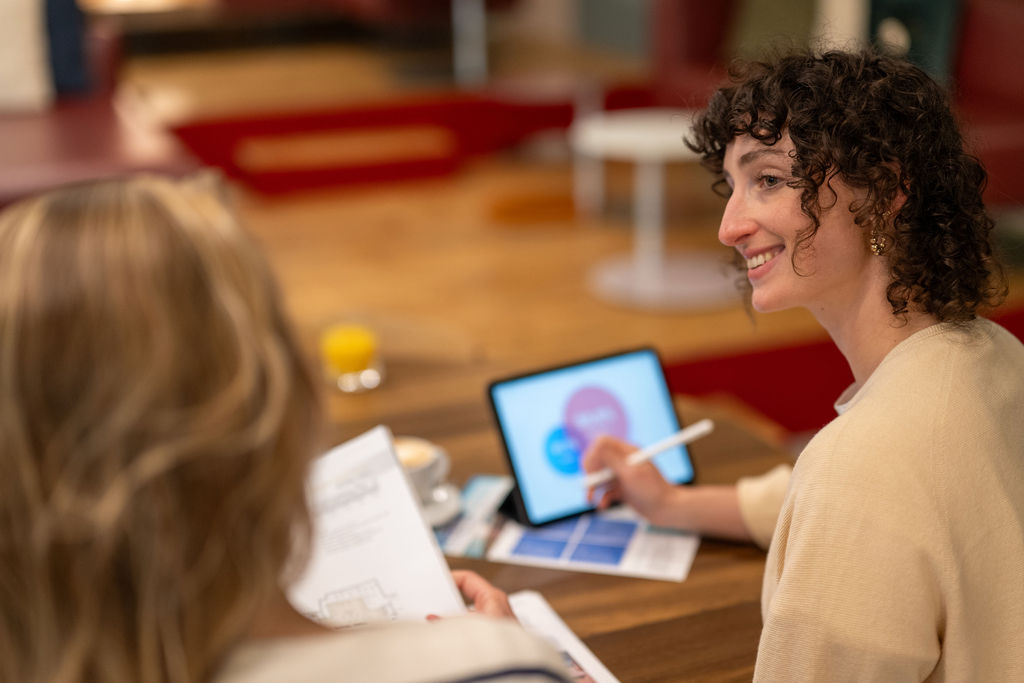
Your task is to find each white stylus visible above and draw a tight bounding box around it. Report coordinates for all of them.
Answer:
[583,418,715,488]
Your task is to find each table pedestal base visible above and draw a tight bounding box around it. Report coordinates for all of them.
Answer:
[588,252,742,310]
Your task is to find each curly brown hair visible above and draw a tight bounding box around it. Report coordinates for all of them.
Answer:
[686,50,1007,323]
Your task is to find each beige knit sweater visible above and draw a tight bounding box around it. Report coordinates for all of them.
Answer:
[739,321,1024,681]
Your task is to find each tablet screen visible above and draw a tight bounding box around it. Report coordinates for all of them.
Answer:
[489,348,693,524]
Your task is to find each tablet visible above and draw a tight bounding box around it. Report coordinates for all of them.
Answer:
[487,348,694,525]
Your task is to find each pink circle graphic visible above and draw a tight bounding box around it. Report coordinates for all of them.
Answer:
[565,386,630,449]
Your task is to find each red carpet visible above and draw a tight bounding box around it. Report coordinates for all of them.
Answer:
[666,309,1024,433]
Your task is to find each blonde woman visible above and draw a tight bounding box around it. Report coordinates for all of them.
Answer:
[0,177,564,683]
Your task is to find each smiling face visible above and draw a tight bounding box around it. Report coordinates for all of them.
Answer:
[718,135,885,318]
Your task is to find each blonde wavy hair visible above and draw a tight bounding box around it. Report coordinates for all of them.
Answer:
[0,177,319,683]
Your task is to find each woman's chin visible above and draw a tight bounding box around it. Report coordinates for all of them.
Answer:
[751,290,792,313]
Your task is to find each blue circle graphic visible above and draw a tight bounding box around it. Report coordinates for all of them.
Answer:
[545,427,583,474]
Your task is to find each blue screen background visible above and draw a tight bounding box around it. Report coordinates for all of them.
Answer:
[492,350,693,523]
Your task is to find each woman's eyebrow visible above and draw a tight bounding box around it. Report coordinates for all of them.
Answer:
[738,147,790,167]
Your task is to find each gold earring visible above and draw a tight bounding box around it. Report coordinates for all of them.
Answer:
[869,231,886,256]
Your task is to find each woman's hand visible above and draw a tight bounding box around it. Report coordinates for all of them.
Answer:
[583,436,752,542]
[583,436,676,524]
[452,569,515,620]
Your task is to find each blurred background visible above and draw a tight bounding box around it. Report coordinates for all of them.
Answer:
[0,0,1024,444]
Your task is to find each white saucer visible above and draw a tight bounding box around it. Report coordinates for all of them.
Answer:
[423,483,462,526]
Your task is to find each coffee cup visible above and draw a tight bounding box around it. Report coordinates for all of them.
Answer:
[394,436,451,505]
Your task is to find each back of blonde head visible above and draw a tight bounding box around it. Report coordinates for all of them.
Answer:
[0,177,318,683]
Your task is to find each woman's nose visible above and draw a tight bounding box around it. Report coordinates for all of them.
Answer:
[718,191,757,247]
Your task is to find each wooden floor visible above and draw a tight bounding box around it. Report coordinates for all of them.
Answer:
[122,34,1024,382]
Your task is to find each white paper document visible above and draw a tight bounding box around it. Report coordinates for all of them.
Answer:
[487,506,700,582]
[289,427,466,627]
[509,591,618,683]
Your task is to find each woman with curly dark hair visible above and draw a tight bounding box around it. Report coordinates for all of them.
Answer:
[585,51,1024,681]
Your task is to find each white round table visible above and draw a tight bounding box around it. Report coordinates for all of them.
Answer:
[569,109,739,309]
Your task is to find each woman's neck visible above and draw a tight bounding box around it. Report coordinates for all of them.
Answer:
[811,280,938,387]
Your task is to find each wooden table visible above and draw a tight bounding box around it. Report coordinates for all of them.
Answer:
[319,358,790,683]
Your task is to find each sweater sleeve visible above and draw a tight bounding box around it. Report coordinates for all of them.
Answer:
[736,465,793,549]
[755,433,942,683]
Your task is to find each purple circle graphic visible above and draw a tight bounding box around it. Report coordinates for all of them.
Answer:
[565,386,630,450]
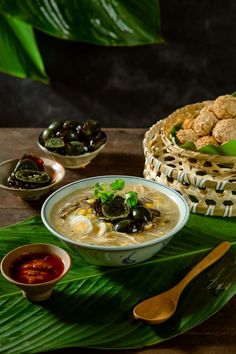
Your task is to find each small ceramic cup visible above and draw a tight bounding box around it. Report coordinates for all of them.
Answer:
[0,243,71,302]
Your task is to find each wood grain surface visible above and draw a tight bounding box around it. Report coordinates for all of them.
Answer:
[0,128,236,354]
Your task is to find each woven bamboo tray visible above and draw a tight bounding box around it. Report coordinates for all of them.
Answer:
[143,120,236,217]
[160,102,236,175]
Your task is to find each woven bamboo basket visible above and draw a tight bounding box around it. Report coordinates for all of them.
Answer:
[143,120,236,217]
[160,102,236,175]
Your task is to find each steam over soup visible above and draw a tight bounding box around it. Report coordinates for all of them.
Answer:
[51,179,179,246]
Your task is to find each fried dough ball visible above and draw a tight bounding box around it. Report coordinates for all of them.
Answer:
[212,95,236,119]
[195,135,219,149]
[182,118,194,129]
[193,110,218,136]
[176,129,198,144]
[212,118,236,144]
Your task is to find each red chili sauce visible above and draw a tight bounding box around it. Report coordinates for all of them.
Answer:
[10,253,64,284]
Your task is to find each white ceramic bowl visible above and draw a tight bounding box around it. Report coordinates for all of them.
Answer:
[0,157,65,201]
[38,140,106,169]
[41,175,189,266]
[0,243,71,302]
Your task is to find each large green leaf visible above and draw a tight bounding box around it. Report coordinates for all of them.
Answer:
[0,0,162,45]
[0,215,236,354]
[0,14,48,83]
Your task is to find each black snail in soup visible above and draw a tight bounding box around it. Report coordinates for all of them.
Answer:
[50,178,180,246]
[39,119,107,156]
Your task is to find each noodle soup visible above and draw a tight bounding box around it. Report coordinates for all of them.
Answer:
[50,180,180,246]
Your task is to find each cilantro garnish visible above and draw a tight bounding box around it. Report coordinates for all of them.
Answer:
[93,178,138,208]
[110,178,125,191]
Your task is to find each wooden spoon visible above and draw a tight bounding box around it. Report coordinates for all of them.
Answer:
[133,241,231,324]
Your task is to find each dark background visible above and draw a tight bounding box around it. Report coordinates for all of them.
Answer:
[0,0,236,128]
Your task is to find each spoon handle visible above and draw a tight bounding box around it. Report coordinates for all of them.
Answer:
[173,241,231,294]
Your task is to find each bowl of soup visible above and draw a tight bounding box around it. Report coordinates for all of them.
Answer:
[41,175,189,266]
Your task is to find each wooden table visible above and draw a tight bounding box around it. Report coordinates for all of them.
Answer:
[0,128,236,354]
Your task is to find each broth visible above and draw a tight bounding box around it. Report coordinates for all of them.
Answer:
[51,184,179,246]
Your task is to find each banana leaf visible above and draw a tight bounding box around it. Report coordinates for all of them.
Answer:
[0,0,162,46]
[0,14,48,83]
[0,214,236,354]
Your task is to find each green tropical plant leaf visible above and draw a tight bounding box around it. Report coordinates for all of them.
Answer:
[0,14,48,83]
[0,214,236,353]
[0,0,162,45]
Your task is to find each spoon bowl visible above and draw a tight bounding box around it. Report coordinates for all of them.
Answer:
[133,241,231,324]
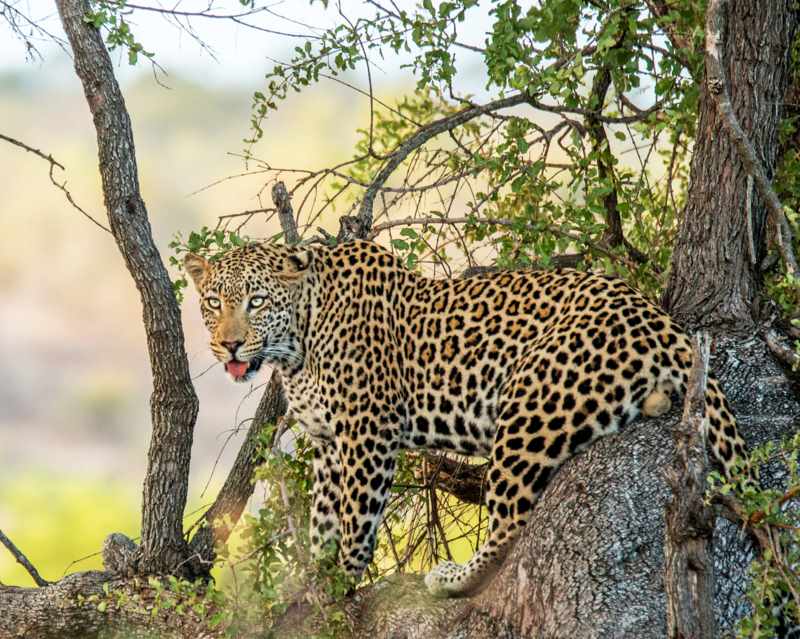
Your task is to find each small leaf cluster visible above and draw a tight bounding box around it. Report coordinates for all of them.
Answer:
################
» Required work
Write out everything from the line with "Your task is to find each noodle" down to the line with "[50,180,180,246]" again, swapping "noodle soup" for "ramen" and keeping the rest unchanged.

» Finished exercise
Your task is to find each ramen visible above and draw a tight bounding box around it. Report coordinates for all of them.
Answer:
[50,180,180,246]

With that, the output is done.